[Free-text object descriptions]
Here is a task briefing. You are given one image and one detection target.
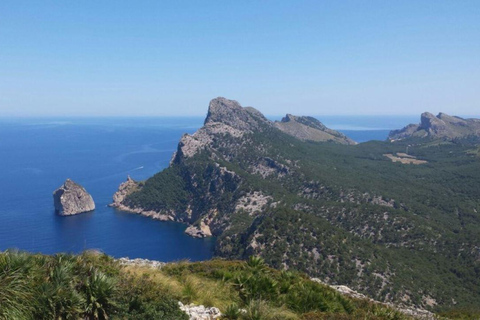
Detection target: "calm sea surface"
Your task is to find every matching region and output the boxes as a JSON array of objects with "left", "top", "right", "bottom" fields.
[{"left": 0, "top": 115, "right": 418, "bottom": 260}]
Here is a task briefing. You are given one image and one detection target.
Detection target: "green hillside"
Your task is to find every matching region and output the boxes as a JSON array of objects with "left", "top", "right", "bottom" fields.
[
  {"left": 119, "top": 98, "right": 480, "bottom": 312},
  {"left": 0, "top": 250, "right": 410, "bottom": 320}
]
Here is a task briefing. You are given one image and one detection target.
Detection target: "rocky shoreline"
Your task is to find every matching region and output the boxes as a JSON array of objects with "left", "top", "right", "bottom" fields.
[
  {"left": 110, "top": 176, "right": 211, "bottom": 238},
  {"left": 109, "top": 176, "right": 174, "bottom": 221}
]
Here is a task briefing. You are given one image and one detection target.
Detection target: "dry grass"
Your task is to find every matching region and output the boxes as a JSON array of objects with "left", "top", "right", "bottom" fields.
[
  {"left": 121, "top": 264, "right": 240, "bottom": 311},
  {"left": 383, "top": 153, "right": 428, "bottom": 165}
]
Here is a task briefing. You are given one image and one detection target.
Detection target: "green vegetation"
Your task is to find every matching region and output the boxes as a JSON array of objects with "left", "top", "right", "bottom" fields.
[
  {"left": 148, "top": 256, "right": 409, "bottom": 319},
  {"left": 0, "top": 250, "right": 186, "bottom": 320},
  {"left": 1, "top": 251, "right": 411, "bottom": 320},
  {"left": 125, "top": 120, "right": 480, "bottom": 312}
]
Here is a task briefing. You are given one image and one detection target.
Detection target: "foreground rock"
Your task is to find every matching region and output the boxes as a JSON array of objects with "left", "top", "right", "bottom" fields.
[
  {"left": 178, "top": 302, "right": 221, "bottom": 320},
  {"left": 117, "top": 257, "right": 166, "bottom": 269},
  {"left": 389, "top": 112, "right": 480, "bottom": 140},
  {"left": 53, "top": 179, "right": 95, "bottom": 215}
]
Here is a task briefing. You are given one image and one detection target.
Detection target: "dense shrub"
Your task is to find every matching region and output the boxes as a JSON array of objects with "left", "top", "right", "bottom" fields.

Required action = Exactly one number is the expected answer: the count of lines in the entries where the word "green" is found.

Task result = 2